- **TASK DIRECTIONS**
Print every record below exactly as written.

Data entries
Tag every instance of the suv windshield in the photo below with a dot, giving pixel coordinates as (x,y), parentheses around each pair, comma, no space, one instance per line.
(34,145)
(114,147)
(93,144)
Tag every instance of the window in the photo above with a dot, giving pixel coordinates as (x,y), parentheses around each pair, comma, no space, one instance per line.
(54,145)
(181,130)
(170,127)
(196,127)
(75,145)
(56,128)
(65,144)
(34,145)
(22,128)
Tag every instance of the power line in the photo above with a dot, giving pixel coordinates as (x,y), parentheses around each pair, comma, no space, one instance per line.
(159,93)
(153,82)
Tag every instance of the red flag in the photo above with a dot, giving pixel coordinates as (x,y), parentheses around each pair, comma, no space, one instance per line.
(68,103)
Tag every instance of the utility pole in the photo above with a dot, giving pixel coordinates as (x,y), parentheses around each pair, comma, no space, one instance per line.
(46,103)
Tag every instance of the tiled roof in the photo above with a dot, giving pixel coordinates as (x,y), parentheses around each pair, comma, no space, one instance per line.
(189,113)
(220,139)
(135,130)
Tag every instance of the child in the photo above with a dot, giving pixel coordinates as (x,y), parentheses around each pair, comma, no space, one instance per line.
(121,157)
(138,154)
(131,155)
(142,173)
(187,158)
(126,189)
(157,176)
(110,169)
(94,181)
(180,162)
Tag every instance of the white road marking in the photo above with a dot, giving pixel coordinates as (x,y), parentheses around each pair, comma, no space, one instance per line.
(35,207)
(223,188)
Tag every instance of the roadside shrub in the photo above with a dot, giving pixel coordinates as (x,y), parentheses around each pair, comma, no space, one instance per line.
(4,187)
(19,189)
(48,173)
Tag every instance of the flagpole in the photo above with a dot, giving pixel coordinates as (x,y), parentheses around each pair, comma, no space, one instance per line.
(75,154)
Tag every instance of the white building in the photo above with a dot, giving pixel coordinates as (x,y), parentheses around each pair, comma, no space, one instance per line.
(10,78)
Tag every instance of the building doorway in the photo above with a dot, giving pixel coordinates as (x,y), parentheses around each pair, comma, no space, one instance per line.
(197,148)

- **TASK OUTPUT**
Tag every instance of the suv windshield in the photo below with a dot, giving pixel coordinates as (x,y), parentheses around each pair, comma, no space, one instance per line.
(34,145)
(114,147)
(93,144)
Tag every instance of the window in the photo above with a dot, giving pixel coordinates as (x,y), parentheses around each pair, comma, no space, one instance per line.
(54,145)
(181,130)
(170,127)
(196,127)
(75,145)
(56,128)
(65,144)
(34,145)
(22,128)
Tag every instance of the power line in the photo above with a dot, giving pixel coordinates as (x,y), parentheses around each pair, comma, no space, one instance per line.
(159,93)
(153,82)
Tag every instance of the red flag in the photo above with a dot, giving pixel coordinates as (x,y), parentheses around each pair, comma, no space, one instance per line.
(68,103)
Tag every instance of the utility pole in the photo above with a dot, giving pixel coordinates as (x,y), parentheses around each pair, comma, no space, one instance per line.
(46,103)
Tag every instance of the tiled roof in the photo above with a dot, giving pixel coordinates as (x,y), parentheses around each pair, comma, no space, one instance per line.
(189,113)
(220,139)
(135,130)
Tag every instance of the child in the photo above with a dot, giving pixel coordinates as (x,y), parentheses around each pair, comma, no space, one instance per line.
(121,157)
(138,154)
(131,155)
(142,173)
(187,158)
(126,189)
(157,176)
(110,169)
(94,181)
(180,162)
Tag every instance of the white road marking in the photo above with a dot, giving pixel coordinates as (x,y), parentheses around each pair, comma, no space, one instance per line.
(35,207)
(223,188)
Tag every instance of the roadside shrub in the photo above with a dot, giving pixel coordinates as (x,y), parentheses around each pair, comma, no space, one instance per line.
(4,187)
(19,189)
(48,173)
Tag every instance of the flagpole in the photo above with a dot, giving pixel coordinates as (x,y), parentheses around each pair, comma, no space, one instance per line.
(75,154)
Tag every instance of the white building in the photo above with a dot, giving pixel coordinates as (x,y), parentheses around each pair, comma, no space, one instance per line.
(10,78)
Tag every instance of the building doorway in the photo above with a dot, giving pixel coordinates as (x,y), parentheses around each pair, comma, no space, one instance per line.
(197,148)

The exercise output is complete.